Passage shown:
________________________________________

On Sep 5, 2013, at 12:31 AM, Peter Meilstrup wrote:
> Some experimentation with the below function should convince you that the
> runtime of the bit inside sys.time is proportional to size*number*times. I
> think it should only be proportional to number*times. The function is only
> manipulating a list of references to vectors and not trying to make changes
> to the vectors themselves.
>
> overcopying <- function(size, number, times) {
> #Make a list of NUMBER vectors of SIZE, then reorder the list. The
> #vectors themselves are never touched, only their references are
> #moved around. If R implements "copy on write" correctly the
> #elapsed time should be ~number*times.
> L <- replicate(number, list(vector("numeric", size)),
simplify=FALSE)
> system.time(for (i in 1:times) {
> L[sample(number)] <- L
> })

________________________________________

Material shown:
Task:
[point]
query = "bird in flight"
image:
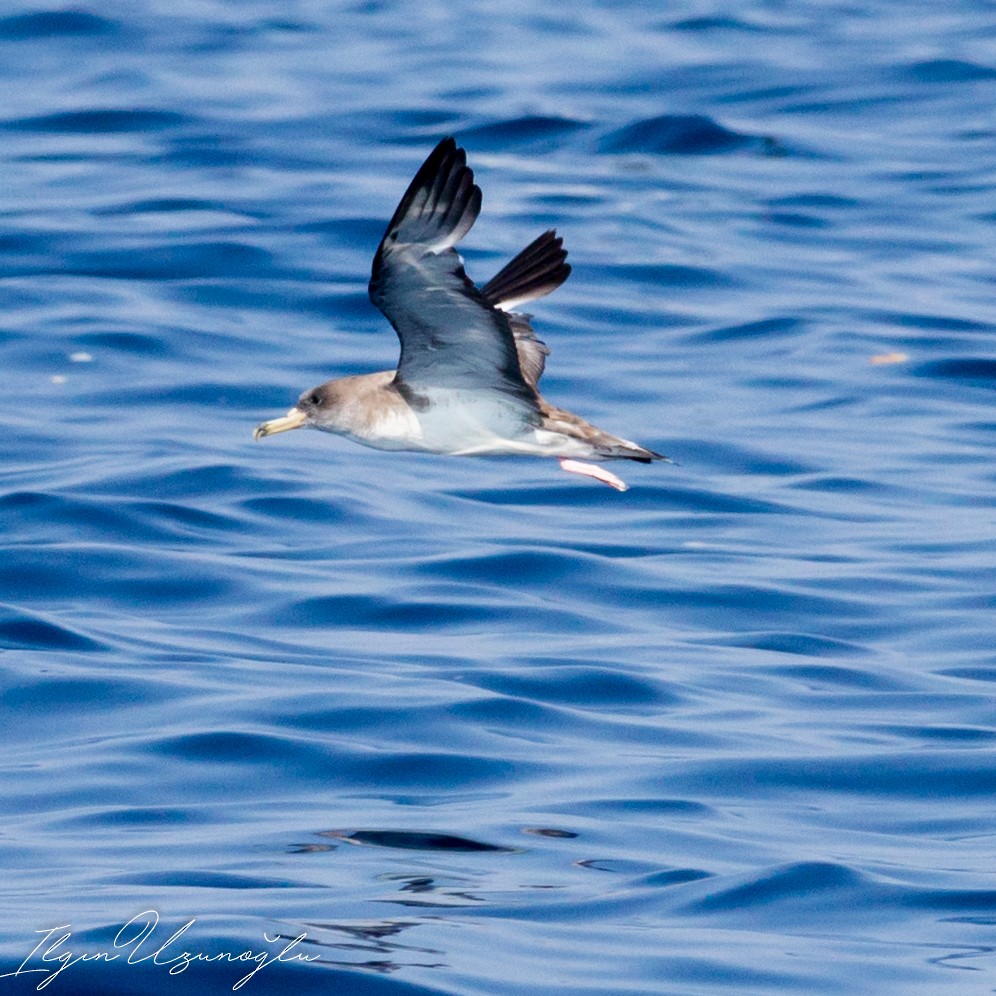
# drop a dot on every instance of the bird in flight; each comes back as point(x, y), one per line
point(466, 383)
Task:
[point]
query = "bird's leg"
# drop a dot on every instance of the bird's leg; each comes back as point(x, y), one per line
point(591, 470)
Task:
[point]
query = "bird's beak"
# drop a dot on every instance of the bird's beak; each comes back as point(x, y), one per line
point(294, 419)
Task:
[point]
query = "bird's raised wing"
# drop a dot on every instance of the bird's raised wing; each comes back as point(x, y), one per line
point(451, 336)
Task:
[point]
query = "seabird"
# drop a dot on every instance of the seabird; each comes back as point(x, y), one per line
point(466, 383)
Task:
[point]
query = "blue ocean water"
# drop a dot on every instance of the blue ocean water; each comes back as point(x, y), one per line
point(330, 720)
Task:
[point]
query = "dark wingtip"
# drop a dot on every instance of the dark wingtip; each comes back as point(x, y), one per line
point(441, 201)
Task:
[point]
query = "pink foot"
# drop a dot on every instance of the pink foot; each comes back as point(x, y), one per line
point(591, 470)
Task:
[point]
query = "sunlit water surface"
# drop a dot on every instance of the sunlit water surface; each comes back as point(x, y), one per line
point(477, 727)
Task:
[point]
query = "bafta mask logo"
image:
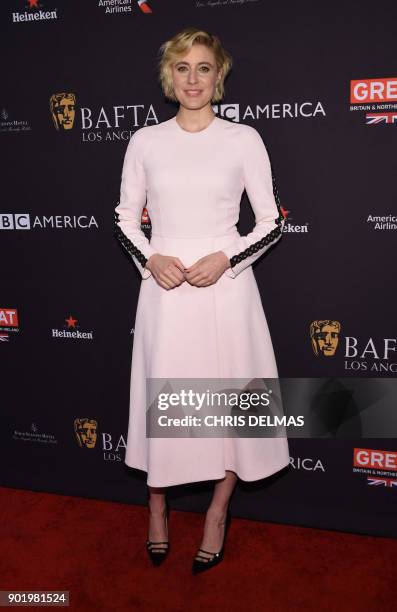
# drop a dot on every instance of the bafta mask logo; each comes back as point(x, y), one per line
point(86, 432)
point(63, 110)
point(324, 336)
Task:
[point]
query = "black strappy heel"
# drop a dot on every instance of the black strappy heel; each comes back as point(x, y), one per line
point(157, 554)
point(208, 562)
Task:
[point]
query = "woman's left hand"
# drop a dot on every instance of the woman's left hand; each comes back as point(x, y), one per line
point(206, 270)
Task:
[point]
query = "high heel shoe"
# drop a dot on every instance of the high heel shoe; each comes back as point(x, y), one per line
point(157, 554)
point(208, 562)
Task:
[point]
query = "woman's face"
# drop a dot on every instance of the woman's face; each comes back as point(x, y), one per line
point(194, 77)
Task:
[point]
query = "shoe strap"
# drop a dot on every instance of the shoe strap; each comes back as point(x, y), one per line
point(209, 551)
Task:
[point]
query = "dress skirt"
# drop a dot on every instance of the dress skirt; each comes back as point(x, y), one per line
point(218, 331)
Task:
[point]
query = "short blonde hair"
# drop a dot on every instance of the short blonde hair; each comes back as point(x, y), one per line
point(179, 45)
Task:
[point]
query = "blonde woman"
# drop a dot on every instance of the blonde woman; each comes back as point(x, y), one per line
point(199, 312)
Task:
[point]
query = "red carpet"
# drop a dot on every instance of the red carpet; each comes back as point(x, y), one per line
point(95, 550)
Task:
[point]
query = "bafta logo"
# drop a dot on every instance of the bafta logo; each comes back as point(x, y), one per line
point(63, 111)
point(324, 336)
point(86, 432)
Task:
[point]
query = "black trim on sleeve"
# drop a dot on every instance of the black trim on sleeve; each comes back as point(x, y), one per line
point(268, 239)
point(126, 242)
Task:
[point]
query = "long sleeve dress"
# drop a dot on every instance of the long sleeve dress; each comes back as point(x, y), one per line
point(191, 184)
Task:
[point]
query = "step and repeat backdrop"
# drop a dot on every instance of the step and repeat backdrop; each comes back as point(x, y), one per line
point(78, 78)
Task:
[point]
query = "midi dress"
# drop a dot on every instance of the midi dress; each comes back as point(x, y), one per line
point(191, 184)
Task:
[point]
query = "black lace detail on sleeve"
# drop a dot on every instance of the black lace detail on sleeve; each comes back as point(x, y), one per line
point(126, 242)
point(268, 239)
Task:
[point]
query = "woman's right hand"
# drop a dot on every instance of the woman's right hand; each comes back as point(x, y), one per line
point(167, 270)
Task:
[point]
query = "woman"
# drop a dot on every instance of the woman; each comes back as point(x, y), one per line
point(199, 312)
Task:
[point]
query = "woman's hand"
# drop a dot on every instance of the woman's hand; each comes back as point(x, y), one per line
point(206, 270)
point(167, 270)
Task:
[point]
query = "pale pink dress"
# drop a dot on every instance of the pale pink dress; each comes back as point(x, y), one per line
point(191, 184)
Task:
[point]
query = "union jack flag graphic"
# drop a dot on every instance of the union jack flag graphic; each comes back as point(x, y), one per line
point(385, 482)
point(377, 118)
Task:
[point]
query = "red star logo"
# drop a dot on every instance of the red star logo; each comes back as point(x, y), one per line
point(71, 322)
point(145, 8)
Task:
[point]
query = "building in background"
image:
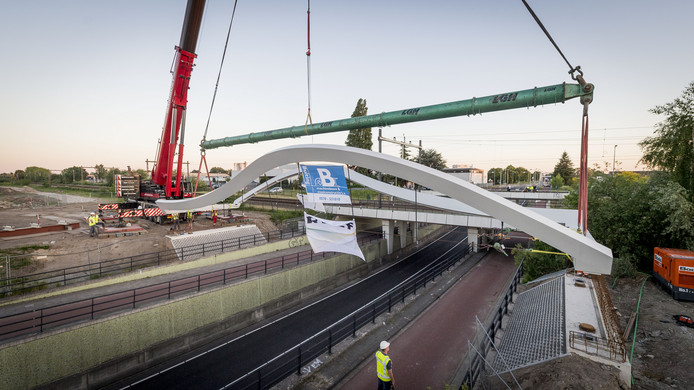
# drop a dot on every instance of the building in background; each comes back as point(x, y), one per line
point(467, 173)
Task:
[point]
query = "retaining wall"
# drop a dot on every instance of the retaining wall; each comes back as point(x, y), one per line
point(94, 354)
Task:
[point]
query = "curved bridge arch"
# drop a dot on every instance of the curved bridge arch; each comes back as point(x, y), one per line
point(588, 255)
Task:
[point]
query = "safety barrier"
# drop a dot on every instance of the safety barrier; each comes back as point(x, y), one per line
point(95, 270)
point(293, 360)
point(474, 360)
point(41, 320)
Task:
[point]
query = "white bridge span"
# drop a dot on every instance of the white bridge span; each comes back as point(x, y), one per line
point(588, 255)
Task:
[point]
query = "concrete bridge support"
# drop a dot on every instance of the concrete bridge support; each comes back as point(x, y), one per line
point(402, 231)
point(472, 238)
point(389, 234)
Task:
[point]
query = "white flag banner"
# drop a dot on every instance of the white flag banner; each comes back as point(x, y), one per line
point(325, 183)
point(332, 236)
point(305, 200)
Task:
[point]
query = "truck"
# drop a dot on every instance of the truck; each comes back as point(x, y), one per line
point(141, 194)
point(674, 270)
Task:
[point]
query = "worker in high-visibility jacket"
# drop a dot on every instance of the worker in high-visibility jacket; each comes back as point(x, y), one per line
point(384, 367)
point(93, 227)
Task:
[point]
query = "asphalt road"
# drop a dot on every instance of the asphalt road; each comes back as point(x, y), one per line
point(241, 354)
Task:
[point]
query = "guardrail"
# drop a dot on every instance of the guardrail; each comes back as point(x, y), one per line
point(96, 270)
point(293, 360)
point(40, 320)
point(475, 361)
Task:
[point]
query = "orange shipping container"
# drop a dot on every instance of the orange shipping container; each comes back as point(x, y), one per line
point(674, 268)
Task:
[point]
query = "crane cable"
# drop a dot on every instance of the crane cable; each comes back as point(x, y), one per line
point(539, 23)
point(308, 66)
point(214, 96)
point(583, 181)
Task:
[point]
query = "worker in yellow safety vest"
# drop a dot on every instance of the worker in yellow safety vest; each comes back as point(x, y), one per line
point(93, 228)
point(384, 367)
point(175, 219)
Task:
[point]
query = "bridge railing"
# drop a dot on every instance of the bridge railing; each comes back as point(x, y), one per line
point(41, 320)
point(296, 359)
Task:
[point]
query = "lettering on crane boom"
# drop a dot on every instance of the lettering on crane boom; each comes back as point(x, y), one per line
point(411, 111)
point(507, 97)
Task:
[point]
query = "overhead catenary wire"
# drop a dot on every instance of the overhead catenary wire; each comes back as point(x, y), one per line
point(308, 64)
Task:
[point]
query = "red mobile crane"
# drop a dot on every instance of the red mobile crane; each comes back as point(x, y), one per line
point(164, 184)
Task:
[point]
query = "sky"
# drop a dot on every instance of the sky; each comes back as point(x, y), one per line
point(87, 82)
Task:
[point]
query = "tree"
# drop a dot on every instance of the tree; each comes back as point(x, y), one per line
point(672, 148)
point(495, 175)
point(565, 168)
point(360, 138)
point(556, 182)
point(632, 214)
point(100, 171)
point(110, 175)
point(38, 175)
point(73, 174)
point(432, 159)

________________________________________

Exercises:
A. From the email about R's copy-on-write timing, print the passage that begins at the words "On Sep 5, 2013, at" and ends after "the vectors themselves.".
B. Continue the email about R's copy-on-write timing from the point where it stops.

Task-by-task results:
A.
On Sep 5, 2013, at 12:31 AM, Peter Meilstrup wrote:
> Some experimentation with the below function should convince you that the
> runtime of the bit inside sys.time is proportional to size*number*times. I
> think it should only be proportional to number*times. The function is only
> manipulating a list of references to vectors and not trying to make changes
> to the vectors themselves.

B.
> }
>
> I see that duplicate.c makes a recursive copy of each element when it
> encounters a VECSXP or a LISTSXP, which it seems there should be no need
> for (it should be sufficient to make a shallow copy and ensure NAMED is set
> on the elements.)
>
> Why is R making apparently unnecessary deep copies?
>
Because ref counting is not recursive. Changing that breaks a quite a few
packages that abuse the fact that copies are currently deep. Main problem with
that is that it's pretty much impossible to detect it ahead of time. That
said, there are efforts underway by Luke Tierney and Michael Lawrence to see how
far we can go without breaking everything.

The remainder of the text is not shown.